▸ Task description
Show each line below that contains the word "tailors", copying the line in full. Case counts, so uppercase and lowercase letters must match.

▸ Data for the task
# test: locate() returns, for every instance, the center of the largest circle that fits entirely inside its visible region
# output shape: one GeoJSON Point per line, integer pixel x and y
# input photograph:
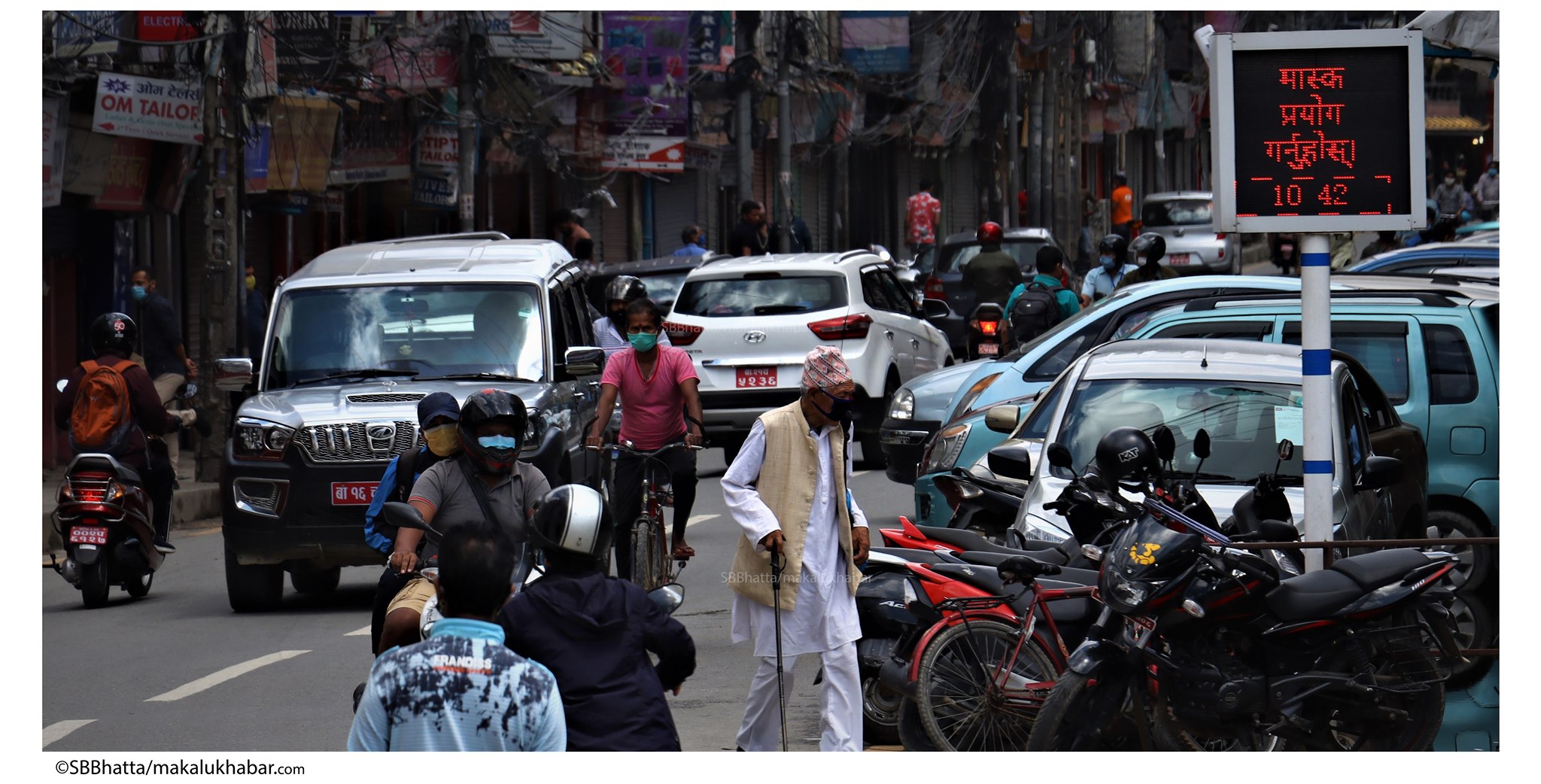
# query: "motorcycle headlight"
{"type": "Point", "coordinates": [904, 406]}
{"type": "Point", "coordinates": [945, 448]}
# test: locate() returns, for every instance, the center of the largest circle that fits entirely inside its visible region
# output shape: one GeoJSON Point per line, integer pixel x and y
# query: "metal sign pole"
{"type": "Point", "coordinates": [1317, 387]}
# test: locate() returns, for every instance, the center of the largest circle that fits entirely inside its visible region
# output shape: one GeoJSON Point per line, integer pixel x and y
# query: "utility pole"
{"type": "Point", "coordinates": [783, 136]}
{"type": "Point", "coordinates": [466, 99]}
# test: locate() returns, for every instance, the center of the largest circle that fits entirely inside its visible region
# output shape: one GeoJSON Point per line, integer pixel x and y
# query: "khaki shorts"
{"type": "Point", "coordinates": [412, 597]}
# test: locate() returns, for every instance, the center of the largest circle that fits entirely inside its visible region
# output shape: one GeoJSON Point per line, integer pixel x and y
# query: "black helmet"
{"type": "Point", "coordinates": [114, 332]}
{"type": "Point", "coordinates": [1150, 245]}
{"type": "Point", "coordinates": [486, 406]}
{"type": "Point", "coordinates": [1114, 245]}
{"type": "Point", "coordinates": [1127, 453]}
{"type": "Point", "coordinates": [572, 519]}
{"type": "Point", "coordinates": [625, 288]}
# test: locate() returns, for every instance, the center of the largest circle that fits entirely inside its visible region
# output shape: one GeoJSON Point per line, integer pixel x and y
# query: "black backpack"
{"type": "Point", "coordinates": [1036, 311]}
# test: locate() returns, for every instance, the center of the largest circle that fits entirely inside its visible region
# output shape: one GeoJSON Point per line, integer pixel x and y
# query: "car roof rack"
{"type": "Point", "coordinates": [1427, 298]}
{"type": "Point", "coordinates": [461, 236]}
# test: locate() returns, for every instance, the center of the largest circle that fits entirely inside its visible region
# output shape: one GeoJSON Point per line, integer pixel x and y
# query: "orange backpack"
{"type": "Point", "coordinates": [102, 416]}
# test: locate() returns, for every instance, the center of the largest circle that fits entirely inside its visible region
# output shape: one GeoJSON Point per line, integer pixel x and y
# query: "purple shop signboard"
{"type": "Point", "coordinates": [649, 53]}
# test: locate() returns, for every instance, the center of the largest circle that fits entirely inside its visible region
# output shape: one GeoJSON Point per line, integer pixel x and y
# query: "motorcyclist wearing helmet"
{"type": "Point", "coordinates": [595, 632]}
{"type": "Point", "coordinates": [992, 275]}
{"type": "Point", "coordinates": [611, 329]}
{"type": "Point", "coordinates": [1113, 264]}
{"type": "Point", "coordinates": [113, 338]}
{"type": "Point", "coordinates": [1148, 250]}
{"type": "Point", "coordinates": [492, 430]}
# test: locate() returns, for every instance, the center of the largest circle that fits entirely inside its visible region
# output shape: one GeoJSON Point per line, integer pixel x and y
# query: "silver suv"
{"type": "Point", "coordinates": [354, 342]}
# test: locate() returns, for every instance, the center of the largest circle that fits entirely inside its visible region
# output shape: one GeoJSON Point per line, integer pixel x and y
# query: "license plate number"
{"type": "Point", "coordinates": [351, 494]}
{"type": "Point", "coordinates": [754, 378]}
{"type": "Point", "coordinates": [88, 535]}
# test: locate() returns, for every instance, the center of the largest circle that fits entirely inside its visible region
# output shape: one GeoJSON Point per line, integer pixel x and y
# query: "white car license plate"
{"type": "Point", "coordinates": [754, 378]}
{"type": "Point", "coordinates": [88, 535]}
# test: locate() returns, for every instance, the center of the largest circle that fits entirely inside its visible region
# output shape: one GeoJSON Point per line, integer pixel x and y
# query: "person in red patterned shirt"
{"type": "Point", "coordinates": [920, 219]}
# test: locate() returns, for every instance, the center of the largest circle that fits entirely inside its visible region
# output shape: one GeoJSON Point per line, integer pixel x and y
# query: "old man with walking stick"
{"type": "Point", "coordinates": [795, 572]}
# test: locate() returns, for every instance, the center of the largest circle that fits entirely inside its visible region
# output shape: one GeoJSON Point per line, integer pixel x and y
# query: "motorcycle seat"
{"type": "Point", "coordinates": [1383, 567]}
{"type": "Point", "coordinates": [1312, 595]}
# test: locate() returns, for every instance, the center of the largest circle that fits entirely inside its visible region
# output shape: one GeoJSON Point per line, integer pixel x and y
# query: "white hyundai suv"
{"type": "Point", "coordinates": [748, 322]}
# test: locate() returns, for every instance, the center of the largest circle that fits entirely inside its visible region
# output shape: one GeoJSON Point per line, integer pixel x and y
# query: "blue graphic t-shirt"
{"type": "Point", "coordinates": [460, 691]}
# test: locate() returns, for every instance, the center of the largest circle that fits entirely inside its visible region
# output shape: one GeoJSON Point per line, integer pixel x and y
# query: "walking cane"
{"type": "Point", "coordinates": [777, 563]}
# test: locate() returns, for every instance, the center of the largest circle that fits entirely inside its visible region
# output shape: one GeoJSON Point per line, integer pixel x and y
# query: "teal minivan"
{"type": "Point", "coordinates": [1433, 353]}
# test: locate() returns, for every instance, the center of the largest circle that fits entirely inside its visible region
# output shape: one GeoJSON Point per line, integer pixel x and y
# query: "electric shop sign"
{"type": "Point", "coordinates": [1320, 132]}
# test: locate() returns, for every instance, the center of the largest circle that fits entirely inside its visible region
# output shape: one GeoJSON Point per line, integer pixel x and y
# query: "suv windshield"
{"type": "Point", "coordinates": [1178, 213]}
{"type": "Point", "coordinates": [1023, 250]}
{"type": "Point", "coordinates": [433, 330]}
{"type": "Point", "coordinates": [1244, 419]}
{"type": "Point", "coordinates": [760, 295]}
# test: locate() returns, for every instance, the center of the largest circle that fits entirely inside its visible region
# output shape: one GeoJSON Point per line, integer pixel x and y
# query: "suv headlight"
{"type": "Point", "coordinates": [256, 439]}
{"type": "Point", "coordinates": [945, 448]}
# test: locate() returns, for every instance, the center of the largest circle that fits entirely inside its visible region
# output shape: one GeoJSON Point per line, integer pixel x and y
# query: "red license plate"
{"type": "Point", "coordinates": [754, 378]}
{"type": "Point", "coordinates": [88, 535]}
{"type": "Point", "coordinates": [351, 494]}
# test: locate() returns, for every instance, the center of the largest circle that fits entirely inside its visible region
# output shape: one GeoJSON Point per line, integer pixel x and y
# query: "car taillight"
{"type": "Point", "coordinates": [682, 333]}
{"type": "Point", "coordinates": [843, 329]}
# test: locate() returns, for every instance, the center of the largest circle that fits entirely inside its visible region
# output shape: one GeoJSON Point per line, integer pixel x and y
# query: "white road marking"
{"type": "Point", "coordinates": [208, 681]}
{"type": "Point", "coordinates": [59, 729]}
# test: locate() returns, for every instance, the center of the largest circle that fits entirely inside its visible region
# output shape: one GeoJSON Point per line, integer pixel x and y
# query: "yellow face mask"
{"type": "Point", "coordinates": [442, 441]}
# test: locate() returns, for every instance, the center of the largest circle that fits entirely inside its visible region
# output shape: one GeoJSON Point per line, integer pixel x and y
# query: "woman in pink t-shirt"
{"type": "Point", "coordinates": [658, 384]}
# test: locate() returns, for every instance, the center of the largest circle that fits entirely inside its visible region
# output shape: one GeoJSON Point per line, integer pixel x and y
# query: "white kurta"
{"type": "Point", "coordinates": [825, 616]}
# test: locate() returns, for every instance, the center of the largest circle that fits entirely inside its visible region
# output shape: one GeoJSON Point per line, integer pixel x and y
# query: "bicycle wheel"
{"type": "Point", "coordinates": [962, 700]}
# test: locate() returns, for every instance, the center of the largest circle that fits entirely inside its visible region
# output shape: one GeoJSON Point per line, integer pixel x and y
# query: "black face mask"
{"type": "Point", "coordinates": [840, 409]}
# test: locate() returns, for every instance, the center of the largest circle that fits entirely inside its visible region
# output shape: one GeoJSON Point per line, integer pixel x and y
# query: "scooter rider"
{"type": "Point", "coordinates": [595, 634]}
{"type": "Point", "coordinates": [113, 338]}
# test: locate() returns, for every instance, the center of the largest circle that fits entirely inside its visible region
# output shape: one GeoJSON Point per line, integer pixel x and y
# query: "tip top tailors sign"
{"type": "Point", "coordinates": [643, 153]}
{"type": "Point", "coordinates": [161, 110]}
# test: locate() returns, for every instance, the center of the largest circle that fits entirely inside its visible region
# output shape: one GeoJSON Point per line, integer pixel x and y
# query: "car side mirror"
{"type": "Point", "coordinates": [1011, 460]}
{"type": "Point", "coordinates": [1381, 472]}
{"type": "Point", "coordinates": [1004, 418]}
{"type": "Point", "coordinates": [1059, 456]}
{"type": "Point", "coordinates": [583, 363]}
{"type": "Point", "coordinates": [232, 375]}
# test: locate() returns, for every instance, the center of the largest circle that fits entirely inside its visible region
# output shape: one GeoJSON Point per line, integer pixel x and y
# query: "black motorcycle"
{"type": "Point", "coordinates": [1198, 640]}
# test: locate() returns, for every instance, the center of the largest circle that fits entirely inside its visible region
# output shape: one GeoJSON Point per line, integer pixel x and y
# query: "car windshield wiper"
{"type": "Point", "coordinates": [491, 376]}
{"type": "Point", "coordinates": [363, 373]}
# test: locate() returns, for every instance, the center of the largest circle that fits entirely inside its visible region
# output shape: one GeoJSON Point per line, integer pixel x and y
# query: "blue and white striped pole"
{"type": "Point", "coordinates": [1317, 387]}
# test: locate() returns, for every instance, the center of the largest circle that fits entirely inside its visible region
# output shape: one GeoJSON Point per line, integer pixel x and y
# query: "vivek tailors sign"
{"type": "Point", "coordinates": [161, 110]}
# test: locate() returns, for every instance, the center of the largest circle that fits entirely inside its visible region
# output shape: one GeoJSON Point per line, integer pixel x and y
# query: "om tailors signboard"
{"type": "Point", "coordinates": [159, 110]}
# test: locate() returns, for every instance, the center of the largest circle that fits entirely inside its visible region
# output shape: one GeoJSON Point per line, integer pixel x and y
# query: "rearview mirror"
{"type": "Point", "coordinates": [667, 597]}
{"type": "Point", "coordinates": [1004, 418]}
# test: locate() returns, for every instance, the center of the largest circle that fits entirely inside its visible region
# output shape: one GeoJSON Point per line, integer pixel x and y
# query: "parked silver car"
{"type": "Point", "coordinates": [1185, 219]}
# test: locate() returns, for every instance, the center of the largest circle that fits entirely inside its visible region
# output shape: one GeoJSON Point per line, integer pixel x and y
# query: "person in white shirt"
{"type": "Point", "coordinates": [788, 492]}
{"type": "Point", "coordinates": [611, 330]}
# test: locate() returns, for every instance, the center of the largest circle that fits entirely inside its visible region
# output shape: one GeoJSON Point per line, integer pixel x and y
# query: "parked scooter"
{"type": "Point", "coordinates": [107, 523]}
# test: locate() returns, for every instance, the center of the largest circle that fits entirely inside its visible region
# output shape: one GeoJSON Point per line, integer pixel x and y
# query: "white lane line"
{"type": "Point", "coordinates": [208, 681]}
{"type": "Point", "coordinates": [59, 729]}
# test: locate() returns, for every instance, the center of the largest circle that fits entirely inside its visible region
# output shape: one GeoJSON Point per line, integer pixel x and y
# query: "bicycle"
{"type": "Point", "coordinates": [651, 564]}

▸ Final result
# query: "tip top tailors sign"
# query: "vivek tailors sign"
# query: "om tailors signboard"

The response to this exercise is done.